__Set task a__:
Reproduce the passage on Spartan education in full, word for word.
-- START OF Supplied text --
It was precisely Sparta's insistence on education for all citizens that struck a chord with many of the Athenian intellectual elite. The Athenian political philosophers admired Sparta for requiring citizens' children to go to school. Even Aristotle, otherwise a severe critic of Sparta, admired the obligatory nature of the Spartan agoge. 

This would hardly have been the case if the Spartan agoge had failed to deliver a standard of education better than what was the norm (not for the elite but for the average citizen) in Athens.  In other words, while the Spartan agoge might not have taught youth up to the same standards as the rich could obtain with their tutors and coaches, it did deliver a standard equal or better -- yet more broadly and consistently -- to the basic Athenian education.

That "basic education" included "basic literacy (and possibly numeracy), music, and physical education." (2)  Musical education included both singing, dancing and playing the lyre and bagpipes. Physical education included running, long-jumping, javelin, boxing, and wrestling.  All these skills are patently evident in Sparta based on the records we have both of the festivals in which the children participated and based on Sparta's performance at the pan-Hellenic games. 

To repeat then, what was exceptional about the Spartan education, was not what it taught, but the fact that it was a prerequisite for citizenship. Even the legitimate sons of citizens could not obtain citizenship if they had not passed through the agoge. This is what made the agoge "universal" (as it applied to all future citizens) and "compulsory" as no citizen had the option of not sending his sons to school if he wanted them to become citizens.  Ducat, however, makes the important point that there were no penal sanctions for non-compliance.(3)  There was no punishment beyond the loss of citizenship for failure to send sons to the agoge. It is telling that this alone was compulsion enough; we know of no cases where Spartan citizens opted not to enroll their sons.
-- END OF Supplied text --
__Set task b__:
From the entries below, pull out every line that contains the word "roof", treating uppercase and lowercase as different.
-- START OF Data supplied --
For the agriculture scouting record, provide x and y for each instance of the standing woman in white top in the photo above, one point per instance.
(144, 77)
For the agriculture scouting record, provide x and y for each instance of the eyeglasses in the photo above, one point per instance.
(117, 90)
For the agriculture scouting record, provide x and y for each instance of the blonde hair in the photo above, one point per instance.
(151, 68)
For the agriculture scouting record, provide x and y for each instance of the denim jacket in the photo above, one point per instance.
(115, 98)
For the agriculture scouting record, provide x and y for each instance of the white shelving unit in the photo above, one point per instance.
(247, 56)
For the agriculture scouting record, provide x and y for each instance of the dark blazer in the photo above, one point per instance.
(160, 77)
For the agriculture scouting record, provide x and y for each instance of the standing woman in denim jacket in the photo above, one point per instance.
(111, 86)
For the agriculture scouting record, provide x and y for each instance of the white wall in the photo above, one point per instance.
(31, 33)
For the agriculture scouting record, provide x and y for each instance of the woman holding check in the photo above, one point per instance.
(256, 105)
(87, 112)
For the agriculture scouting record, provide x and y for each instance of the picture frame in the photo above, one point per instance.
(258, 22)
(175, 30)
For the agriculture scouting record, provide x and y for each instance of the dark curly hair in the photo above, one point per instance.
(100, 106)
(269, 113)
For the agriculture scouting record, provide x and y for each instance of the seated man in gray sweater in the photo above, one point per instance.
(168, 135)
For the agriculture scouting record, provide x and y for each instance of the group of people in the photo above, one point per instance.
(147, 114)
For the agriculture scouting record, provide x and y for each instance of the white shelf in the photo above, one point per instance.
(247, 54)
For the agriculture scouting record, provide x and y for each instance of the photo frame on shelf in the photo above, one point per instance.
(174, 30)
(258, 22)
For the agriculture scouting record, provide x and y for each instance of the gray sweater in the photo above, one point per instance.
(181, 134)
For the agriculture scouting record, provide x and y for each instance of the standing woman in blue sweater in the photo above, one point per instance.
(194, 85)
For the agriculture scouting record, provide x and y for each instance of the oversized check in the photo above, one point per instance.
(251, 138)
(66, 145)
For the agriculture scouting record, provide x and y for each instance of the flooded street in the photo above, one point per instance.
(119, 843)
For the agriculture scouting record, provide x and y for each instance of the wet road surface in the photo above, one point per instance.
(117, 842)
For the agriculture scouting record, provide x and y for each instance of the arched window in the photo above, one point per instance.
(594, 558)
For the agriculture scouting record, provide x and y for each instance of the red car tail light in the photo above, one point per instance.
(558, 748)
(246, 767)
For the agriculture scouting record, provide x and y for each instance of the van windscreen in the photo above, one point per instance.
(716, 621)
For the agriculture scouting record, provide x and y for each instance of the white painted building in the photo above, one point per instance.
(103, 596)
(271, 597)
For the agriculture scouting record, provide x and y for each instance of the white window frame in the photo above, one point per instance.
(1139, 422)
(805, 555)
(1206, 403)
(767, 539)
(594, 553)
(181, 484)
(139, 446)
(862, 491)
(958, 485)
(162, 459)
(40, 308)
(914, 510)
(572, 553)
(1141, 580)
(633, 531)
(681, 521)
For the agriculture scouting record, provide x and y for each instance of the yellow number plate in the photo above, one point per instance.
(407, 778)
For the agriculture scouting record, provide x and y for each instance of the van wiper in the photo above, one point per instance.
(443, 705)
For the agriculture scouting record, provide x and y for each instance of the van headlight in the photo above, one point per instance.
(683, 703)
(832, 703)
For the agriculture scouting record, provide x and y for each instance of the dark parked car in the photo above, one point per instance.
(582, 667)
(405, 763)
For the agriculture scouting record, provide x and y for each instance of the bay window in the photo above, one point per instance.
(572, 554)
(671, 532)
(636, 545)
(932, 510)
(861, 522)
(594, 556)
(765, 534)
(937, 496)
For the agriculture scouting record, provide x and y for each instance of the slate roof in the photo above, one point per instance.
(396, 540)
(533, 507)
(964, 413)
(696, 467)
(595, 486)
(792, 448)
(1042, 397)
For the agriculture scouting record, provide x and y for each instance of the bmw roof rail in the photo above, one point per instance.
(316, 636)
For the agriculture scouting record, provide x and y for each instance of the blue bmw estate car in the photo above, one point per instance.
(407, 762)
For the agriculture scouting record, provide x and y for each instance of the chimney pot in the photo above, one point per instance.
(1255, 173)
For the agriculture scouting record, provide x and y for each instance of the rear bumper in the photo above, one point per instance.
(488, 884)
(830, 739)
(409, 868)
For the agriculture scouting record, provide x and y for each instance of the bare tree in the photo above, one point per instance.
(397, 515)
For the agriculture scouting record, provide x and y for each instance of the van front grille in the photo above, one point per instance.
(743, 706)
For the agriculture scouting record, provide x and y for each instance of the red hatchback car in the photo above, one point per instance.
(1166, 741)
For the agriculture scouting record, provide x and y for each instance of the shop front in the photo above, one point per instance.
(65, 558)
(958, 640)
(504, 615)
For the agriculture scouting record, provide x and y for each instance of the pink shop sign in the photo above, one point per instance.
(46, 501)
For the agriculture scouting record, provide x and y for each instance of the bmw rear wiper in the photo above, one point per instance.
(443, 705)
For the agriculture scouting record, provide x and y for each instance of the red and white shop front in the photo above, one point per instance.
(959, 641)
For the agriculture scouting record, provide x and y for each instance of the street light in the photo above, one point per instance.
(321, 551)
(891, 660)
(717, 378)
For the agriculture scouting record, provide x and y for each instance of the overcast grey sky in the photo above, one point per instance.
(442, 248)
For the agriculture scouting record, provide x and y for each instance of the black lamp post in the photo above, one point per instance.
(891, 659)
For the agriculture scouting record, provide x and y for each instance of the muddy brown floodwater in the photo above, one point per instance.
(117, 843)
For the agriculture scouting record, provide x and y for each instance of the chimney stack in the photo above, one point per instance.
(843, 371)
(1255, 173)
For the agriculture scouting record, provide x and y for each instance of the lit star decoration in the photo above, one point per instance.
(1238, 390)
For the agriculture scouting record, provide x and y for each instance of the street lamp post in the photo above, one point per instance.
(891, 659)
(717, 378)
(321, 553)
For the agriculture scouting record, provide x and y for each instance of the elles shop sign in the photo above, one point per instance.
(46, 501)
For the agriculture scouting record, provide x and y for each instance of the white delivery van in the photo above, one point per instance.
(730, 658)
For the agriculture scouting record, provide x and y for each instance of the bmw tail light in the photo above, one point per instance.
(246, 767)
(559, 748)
-- END OF Data supplied --
__Task answer a__:
It was precisely Sparta's insistence on education for all citizens that struck a chord with many of the Athenian intellectual elite. The Athenian political philosophers admired Sparta for requiring citizens' children to go to school. Even Aristotle, otherwise a severe critic of Sparta, admired the obligatory nature of the Spartan agoge. 

This would hardly have been the case if the Spartan agoge had failed to deliver a standard of education better than what was the norm (not for the elite but for the average citizen) in Athens.  In other words, while the Spartan agoge might not have taught youth up to the same standards as the rich could obtain with their tutors and coaches, it did deliver a standard equal or better -- yet more broadly and consistently -- to the basic Athenian education.

That "basic education" included "basic literacy (and possibly numeracy), music, and physical education." (2)  Musical education included both singing, dancing and playing the lyre and bagpipes. Physical education included running, long-jumping, javelin, boxing, and wrestling.  All these skills are patently evident in Sparta based on the records we have both of the festivals in which the children participated and based on Sparta's performance at the pan-Hellenic games. 

To repeat then, what was exceptional about the Spartan education, was not what it taught, but the fact that it was a prerequisite for citizenship. Even the legitimate sons of citizens could not obtain citizenship if they had not passed through the agoge. This is what made the agoge "universal" (as it applied to all future citizens) and "compulsory" as no citizen had the option of not sending his sons to school if he wanted them to become citizens.  Ducat, however, makes the important point that there were no penal sanctions for non-compliance.(3)  There was no punishment beyond the loss of citizenship for failure to send sons to the agoge. It is telling that this alone was compulsion enough; we know of no cases where Spartan citizens opted not to enroll their sons.

__Task answer b__:
For the agriculture scouting record, provide x and y for each instance of the slate roof in the photo above, one point per instance.
For the agriculture scouting record, provide x and y for each instance of the bmw roof rail in the photo above, one point per instance.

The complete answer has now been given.